The officer described to the court how skin from the child's face stuck to the final cover as he pulled it back.

He said the face was "mouldy" and "to me, it was mummified".

Sgt Dove said he was struck by the right hand of the body.

"It was a bit like a stump, like a fibrous stump - dried out."

The officer told the court he was "transfixed" at that point by what he saw and felt he had to leave the house.

Sgt Dove described the terrible state of the house before he made his grim discovery.

He said there was a smell he said was "rubbish mixed with sweat mixed with urine" and rubbish piled everywhere.

The officer said he found beds soaked in urine but eventually became "acclimatised" to the stench.

He said that he had 11 years experience as a police officer but had "never seen anything like it".

Hutton told interviewing police officers how she panicked after Hamzah died.

# Provided records
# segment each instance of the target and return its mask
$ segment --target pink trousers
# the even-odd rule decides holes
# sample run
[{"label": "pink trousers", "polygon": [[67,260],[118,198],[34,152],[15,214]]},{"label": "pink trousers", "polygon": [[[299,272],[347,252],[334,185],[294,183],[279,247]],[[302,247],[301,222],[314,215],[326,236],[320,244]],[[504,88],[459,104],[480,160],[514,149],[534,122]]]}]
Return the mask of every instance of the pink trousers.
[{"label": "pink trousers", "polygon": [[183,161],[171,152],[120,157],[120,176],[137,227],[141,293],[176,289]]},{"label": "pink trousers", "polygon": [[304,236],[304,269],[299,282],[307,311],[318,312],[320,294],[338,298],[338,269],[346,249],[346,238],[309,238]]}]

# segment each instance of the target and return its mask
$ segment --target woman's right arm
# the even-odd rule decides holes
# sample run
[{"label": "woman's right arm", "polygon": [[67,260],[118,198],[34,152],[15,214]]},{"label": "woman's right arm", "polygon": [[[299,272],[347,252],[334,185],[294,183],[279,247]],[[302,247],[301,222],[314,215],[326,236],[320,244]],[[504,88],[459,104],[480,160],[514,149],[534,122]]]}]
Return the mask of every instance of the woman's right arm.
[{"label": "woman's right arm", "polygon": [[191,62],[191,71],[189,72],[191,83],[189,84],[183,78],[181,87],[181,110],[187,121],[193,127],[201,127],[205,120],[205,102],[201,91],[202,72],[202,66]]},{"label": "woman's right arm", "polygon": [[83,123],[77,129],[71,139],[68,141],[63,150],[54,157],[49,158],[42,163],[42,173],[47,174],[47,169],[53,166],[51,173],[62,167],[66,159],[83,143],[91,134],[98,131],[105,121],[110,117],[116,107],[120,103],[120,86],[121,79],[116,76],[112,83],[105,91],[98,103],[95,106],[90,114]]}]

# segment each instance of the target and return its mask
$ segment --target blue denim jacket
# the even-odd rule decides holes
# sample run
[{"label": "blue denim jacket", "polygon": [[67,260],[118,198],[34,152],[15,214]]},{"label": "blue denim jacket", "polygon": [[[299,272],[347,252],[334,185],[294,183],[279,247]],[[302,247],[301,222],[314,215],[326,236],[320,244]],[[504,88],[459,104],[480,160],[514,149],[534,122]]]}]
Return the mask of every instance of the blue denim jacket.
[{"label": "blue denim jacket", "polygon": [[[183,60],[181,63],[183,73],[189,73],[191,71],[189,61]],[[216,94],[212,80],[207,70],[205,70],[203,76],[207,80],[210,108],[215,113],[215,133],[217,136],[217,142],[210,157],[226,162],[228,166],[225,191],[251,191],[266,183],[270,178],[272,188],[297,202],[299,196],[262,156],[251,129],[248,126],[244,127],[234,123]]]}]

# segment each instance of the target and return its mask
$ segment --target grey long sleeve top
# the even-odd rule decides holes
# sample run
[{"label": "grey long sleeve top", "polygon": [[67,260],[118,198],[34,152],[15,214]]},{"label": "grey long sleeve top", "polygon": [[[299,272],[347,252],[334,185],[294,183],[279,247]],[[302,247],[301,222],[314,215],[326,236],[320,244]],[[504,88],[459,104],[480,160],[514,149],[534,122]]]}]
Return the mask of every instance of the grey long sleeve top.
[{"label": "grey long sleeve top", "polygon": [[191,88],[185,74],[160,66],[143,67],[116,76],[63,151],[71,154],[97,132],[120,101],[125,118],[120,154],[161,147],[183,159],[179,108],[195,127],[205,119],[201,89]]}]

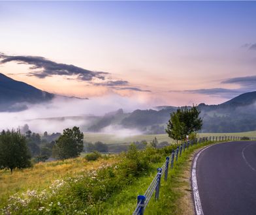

# Task requirements
(1) Do these statements agree with the court report? Answer yes or no for each, quoting the deciding words. (a) Sgt Dove had 11 years of experience as a police officer. (b) The officer never got used to the smell in the house. (c) Sgt Dove was struck by the left hand of the body.
(2) Please extract the passage of the court report starting with "The officer described" and going on through "leave the house.".
(3) According to the court report, what did the officer feel he had to do once he was "transfixed" by what he saw?

# Answer list
(1)
(a) Yes: "he had 11 years experience as a police officer"
(b) No: "eventually became "acclimatised" to the stench"
(c) No: "Sgt Dove said he was struck by the right hand of the body."

(2)
The officer described to the court how skin from the child's face stuck to the final cover as he pulled it back.

He said the face was "mouldy" and "to me, it was mummified".

Sgt Dove said he was struck by the right hand of the body.

"It was a bit like a stump, like a fibrous stump - dried out."

The officer told the court he was "transfixed" at that point by what he saw and felt he had to leave the house.

(3) He felt he had to leave the house.